What the task requires: Each line in these records that contains "negative" counts once. Give the number only.

[Records from a collection]
--------------------
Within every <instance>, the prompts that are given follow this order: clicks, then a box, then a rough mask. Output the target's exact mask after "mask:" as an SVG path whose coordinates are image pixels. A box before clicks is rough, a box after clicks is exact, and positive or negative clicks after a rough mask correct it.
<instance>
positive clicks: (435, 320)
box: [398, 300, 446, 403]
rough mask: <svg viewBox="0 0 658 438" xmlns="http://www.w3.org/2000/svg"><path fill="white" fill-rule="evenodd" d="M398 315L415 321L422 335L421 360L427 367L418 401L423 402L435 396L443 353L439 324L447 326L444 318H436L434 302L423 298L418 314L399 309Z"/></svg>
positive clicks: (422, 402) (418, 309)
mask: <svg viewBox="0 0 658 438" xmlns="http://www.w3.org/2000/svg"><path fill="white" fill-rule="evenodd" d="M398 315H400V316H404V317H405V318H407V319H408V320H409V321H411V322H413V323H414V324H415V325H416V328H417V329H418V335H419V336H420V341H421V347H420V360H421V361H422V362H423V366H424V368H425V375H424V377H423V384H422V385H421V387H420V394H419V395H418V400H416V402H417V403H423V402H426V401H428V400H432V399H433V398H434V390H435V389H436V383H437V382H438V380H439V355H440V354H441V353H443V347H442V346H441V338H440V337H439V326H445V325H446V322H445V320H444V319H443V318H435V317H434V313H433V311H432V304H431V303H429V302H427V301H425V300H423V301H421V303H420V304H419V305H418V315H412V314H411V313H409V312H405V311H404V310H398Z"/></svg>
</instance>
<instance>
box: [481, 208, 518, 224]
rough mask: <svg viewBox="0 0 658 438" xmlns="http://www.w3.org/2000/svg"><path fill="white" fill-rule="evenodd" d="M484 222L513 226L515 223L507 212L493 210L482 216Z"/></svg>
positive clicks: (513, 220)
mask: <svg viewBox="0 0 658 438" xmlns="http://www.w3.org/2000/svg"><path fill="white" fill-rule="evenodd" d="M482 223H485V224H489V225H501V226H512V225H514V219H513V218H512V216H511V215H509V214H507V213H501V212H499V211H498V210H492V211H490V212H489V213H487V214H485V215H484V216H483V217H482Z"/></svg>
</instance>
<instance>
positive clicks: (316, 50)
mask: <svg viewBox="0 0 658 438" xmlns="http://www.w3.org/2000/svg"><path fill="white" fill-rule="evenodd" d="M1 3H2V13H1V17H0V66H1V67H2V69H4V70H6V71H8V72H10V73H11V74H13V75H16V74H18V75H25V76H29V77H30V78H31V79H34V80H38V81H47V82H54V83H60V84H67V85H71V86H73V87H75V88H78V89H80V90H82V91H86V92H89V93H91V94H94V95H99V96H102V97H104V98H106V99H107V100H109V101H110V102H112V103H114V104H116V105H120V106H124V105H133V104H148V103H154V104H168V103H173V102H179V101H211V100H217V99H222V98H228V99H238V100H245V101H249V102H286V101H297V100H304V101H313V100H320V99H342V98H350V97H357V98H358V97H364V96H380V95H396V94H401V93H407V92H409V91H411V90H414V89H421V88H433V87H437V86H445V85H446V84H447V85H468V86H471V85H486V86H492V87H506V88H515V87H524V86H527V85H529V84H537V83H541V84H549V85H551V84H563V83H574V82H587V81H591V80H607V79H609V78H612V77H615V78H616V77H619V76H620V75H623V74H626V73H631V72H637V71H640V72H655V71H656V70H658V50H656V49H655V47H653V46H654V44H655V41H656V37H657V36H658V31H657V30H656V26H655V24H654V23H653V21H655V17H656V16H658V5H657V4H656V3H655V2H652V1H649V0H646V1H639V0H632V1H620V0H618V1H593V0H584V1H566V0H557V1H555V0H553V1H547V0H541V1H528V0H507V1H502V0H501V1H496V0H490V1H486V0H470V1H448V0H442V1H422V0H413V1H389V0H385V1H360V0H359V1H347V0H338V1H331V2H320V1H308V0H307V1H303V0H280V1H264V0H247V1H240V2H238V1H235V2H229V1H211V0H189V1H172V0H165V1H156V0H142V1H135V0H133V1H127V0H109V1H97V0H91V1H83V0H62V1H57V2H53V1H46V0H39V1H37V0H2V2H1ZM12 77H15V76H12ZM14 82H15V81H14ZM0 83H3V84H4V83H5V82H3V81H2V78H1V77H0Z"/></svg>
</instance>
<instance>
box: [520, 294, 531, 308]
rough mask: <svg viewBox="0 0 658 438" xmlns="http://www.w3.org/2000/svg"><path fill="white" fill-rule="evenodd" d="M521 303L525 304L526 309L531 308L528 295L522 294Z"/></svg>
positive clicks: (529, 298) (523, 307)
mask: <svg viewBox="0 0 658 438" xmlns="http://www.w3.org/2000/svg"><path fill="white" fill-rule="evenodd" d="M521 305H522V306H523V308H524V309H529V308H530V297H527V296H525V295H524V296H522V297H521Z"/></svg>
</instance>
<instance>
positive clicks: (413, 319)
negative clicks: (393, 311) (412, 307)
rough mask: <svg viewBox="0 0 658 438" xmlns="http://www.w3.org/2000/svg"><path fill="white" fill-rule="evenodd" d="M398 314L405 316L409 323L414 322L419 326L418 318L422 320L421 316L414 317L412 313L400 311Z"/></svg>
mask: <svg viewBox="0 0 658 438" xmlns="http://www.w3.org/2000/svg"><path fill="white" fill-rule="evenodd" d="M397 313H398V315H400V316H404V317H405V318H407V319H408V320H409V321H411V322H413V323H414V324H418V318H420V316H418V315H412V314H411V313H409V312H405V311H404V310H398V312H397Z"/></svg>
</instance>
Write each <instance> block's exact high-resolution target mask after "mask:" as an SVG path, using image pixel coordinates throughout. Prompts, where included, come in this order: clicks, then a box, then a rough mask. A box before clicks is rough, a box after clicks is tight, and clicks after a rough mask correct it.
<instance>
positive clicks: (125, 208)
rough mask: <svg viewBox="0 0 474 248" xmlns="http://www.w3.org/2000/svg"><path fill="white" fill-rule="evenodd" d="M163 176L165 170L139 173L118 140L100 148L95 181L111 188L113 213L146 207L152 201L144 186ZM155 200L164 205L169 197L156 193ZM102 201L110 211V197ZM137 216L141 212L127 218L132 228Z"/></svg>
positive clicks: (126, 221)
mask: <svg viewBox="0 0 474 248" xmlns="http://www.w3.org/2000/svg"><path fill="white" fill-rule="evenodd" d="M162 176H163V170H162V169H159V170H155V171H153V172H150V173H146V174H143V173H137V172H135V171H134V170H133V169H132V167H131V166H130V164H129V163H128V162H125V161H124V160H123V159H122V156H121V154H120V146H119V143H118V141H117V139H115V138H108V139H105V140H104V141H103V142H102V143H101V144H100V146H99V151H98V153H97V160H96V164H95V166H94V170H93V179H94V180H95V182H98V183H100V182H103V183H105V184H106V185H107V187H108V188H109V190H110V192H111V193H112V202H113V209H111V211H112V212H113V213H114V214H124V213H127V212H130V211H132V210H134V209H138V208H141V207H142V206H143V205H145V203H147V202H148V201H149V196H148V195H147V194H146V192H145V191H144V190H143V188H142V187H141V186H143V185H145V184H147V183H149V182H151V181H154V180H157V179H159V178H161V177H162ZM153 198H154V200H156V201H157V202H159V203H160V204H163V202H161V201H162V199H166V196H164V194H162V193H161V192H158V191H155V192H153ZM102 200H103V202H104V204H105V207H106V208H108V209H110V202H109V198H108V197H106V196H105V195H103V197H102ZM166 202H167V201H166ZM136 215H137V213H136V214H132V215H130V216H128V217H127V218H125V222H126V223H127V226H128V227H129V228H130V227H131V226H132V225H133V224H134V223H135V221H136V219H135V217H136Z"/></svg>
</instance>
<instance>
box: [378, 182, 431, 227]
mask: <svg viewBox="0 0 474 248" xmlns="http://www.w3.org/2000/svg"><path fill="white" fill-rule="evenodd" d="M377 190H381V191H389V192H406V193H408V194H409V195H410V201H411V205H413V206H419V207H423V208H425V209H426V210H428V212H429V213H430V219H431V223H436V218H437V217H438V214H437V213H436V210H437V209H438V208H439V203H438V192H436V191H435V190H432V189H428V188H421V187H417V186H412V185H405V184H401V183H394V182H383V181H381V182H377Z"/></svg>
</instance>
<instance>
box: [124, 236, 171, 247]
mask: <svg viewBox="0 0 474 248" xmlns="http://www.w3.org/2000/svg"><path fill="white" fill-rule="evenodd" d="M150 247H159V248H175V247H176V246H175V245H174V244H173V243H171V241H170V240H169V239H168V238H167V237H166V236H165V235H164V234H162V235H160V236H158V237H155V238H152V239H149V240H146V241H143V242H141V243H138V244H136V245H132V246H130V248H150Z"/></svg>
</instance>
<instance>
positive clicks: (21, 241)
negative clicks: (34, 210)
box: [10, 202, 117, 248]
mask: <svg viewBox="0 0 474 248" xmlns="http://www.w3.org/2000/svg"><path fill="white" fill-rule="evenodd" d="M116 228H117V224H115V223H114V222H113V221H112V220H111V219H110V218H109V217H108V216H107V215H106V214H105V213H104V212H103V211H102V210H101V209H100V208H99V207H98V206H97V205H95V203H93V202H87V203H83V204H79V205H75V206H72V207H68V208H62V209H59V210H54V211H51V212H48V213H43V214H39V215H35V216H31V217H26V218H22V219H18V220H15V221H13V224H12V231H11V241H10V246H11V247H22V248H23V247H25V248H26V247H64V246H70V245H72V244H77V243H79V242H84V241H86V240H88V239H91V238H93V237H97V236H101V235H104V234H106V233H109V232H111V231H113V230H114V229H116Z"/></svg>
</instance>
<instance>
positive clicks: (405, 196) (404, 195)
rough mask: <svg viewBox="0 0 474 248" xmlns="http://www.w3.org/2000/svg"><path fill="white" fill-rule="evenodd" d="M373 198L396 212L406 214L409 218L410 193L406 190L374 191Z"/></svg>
--------------------
Response: 3